TEXTE FOURNI:

☆ ☆ ☆ ☆ ☆ ☆ ☆

Arnaud Montebourg :
La France doit commencer par reconnaître sa responsabilité historique sur l'Algérie.

 
       
 
 

Arnaud Montebourg, député à l’Assemblée nationale française et président du Conseil général de Saône-et-Loire, est l’un des principaux dirigeants du Parti socialiste (PS). Dans cet entretien à TSA, il évoque notamment les relations algéro-françaises, la mémoire, l’immigration, et ses origines algériennes.

Des députés du FLN ont déposé un projet de loi criminalisant le colonialisme français. Quelle est votre réaction ?

C’est une sorte de retour en boomerang de la loi française du 23 février 2005. Le Parlement français avait adopté une loi qui obligeait les manuels d’histoire à célébrer les bienfaits de la présence de la France outre-mer, notamment en Afrique du Nord. Le mot « bienfaits » avait provoqué des réactions vives et justifiées. D’ailleurs à l’époque, la gauche française s’était violemment émue de cette loi qui avait été approuvée avec l’appui de la passivité du gouvernement.

☆ ☆ ☆ ☆ ☆ ☆ ☆

Entrées d'un jeu de données:
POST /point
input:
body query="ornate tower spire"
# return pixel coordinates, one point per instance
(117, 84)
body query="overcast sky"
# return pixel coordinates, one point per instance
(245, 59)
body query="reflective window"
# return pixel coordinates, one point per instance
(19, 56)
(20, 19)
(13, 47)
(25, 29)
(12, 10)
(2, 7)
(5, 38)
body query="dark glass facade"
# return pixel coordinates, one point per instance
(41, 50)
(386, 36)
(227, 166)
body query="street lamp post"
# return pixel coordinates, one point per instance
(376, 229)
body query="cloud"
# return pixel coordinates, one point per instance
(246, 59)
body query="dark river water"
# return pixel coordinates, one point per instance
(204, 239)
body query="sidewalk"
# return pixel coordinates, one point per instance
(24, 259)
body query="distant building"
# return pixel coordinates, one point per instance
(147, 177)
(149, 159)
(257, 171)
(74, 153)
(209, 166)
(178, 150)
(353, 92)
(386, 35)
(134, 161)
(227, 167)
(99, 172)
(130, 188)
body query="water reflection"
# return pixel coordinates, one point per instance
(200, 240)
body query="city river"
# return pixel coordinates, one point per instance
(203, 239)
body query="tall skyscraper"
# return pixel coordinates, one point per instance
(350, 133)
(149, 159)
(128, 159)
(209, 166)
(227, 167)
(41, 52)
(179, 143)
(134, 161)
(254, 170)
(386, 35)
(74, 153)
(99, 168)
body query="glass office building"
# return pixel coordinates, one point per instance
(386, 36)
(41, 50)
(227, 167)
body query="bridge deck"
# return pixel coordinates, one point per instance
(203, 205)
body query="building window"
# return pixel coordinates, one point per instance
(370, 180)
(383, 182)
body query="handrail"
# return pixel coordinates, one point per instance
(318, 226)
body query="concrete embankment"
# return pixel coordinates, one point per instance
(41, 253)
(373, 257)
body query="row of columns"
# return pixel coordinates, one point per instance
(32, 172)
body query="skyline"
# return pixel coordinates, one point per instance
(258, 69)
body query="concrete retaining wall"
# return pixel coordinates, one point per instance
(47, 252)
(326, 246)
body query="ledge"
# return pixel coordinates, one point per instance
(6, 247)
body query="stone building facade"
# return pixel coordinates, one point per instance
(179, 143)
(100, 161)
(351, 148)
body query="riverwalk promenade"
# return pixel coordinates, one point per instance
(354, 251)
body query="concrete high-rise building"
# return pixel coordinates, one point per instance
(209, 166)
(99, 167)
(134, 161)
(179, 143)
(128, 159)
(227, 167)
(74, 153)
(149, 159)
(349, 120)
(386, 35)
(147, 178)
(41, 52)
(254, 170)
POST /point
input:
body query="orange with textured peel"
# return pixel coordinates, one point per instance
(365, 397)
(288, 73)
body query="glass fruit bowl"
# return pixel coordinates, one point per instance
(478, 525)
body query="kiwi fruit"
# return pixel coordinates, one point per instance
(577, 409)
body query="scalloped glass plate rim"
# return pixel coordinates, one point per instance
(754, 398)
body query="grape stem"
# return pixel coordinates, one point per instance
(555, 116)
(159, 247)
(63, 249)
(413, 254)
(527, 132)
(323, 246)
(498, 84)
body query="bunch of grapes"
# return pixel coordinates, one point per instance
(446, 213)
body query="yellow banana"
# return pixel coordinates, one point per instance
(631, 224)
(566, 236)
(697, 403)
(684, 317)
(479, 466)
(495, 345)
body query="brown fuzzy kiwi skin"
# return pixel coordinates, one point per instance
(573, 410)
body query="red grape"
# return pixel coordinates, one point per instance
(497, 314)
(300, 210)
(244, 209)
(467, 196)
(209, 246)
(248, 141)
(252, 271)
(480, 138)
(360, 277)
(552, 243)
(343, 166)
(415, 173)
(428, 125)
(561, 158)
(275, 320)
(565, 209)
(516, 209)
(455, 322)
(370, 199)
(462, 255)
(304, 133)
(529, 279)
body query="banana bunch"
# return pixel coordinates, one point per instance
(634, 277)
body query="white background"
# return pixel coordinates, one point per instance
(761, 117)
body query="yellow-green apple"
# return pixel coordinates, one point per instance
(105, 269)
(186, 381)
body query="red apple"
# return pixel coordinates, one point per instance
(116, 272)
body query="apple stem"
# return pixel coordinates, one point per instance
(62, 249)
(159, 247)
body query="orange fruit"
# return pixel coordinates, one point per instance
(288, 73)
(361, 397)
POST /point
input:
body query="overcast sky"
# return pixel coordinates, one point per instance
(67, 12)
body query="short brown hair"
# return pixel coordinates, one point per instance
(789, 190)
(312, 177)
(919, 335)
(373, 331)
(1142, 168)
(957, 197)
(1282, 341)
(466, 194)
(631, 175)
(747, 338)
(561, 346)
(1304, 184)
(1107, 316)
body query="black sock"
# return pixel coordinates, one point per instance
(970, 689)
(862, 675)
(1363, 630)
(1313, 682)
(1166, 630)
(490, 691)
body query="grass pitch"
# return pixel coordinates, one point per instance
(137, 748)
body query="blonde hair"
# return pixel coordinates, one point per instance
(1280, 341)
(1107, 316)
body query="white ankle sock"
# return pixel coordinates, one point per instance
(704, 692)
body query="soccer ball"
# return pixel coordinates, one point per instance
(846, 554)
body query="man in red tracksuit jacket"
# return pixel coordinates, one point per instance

☆ ☆ ☆ ☆ ☆ ☆ ☆

OBJECTIFS:
**a)** Transcrivez le passage de l'entretien compris entre « Des députés du » et « passivité du gouvernement. », bornes incluses.
**b)** Relevez chaque ligne des entrées qui contient la chaîne « sock ».
L'entretien et les entrées proviennent de sources distinctes.

CORRIGÉ:
**a)**
Des députés du FLN ont déposé un projet de loi criminalisant le colonialisme français. Quelle est votre réaction ?

C’est une sorte de retour en boomerang de la loi française du 23 février 2005. Le Parlement français avait adopté une loi qui obligeait les manuels d’histoire à célébrer les bienfaits de la présence de la France outre-mer, notamment en Afrique du Nord. Le mot « bienfaits » avait provoqué des réactions vives et justifiées. D’ailleurs à l’époque, la gauche française s’était violemment émue de cette loi qui avait été approuvée avec l’appui de la passivité du gouvernement.

**b)**
body query="black sock"
body query="white ankle sock"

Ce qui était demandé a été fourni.